:: Data for this task ::

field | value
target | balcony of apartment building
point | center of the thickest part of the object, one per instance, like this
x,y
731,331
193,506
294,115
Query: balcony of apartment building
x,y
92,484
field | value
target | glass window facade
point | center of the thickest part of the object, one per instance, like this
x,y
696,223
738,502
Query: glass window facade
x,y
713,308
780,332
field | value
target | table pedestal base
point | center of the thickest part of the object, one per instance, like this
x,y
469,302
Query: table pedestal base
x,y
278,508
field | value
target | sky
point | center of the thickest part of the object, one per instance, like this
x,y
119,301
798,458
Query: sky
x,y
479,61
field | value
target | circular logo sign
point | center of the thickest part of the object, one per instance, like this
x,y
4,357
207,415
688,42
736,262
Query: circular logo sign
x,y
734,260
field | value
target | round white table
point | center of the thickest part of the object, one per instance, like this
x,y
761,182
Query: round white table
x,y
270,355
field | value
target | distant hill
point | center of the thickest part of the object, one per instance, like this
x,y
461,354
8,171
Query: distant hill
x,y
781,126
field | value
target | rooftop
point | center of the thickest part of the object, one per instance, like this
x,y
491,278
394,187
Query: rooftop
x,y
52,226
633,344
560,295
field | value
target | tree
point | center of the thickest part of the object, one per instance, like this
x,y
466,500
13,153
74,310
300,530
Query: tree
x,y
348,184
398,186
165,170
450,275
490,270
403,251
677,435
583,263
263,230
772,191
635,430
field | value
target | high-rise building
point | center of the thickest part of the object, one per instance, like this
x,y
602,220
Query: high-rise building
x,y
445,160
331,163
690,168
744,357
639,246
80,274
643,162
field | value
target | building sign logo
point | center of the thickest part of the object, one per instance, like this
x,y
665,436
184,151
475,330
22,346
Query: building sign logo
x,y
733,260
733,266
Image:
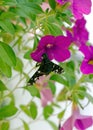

:::

▶ _Your goal_
Copy everything in the listing above exactly except the pictures.

▶ _Task output_
field | value
target | balcony of apartment building
point | center of the thickest part of the object, one per instance, like this
x,y
731,331
193,506
294,115
Query: balcony of apartment building
x,y
92,484
field | value
target | glass window facade
point | center of the thickest part of the object, one per instance, like this
x,y
696,223
738,502
Query: glass window facade
x,y
713,308
780,332
field | value
target | table pedestal base
point | center of the thickest part of the object, one per instance, like this
x,y
469,302
Query: table pedestal base
x,y
278,508
field | value
target | sky
point | center of the thickest part of the object, one per instance, like this
x,y
119,301
798,458
Query: sky
x,y
479,61
field | value
target | circular logo sign
point | center of the thickest part of the object, one per instance, like this
x,y
4,357
207,415
688,42
736,262
Query: circular logo sign
x,y
734,260
field | value
target | round white table
point | center of the thickest part of the object, one per instance, like this
x,y
761,182
Query: round white table
x,y
270,355
field | value
target | distant hill
point | center of the thickest part of the object, one per instance, like this
x,y
461,354
8,171
Query: distant hill
x,y
781,126
field | value
target | rooftop
point | center of the thickest part of the object, one per instance, like this
x,y
491,278
394,187
Query: rooftop
x,y
52,226
633,344
560,295
field | value
target | tree
point | center of the thickest part of the object, one per instance, like this
x,y
466,500
13,153
74,310
300,530
Query: tree
x,y
348,184
398,186
165,170
450,275
490,270
403,251
677,435
583,263
263,230
772,191
635,430
field | value
target | high-rise building
point | center of the thickest part of the object, one per instance, like this
x,y
602,220
Query: high-rise building
x,y
445,160
331,163
690,168
744,357
639,246
80,274
643,162
field | value
target | building sign logo
point | center of the thickest part of the object, one per instance, like this
x,y
665,436
184,151
475,330
22,346
Query: building sign logo
x,y
733,260
733,266
Image:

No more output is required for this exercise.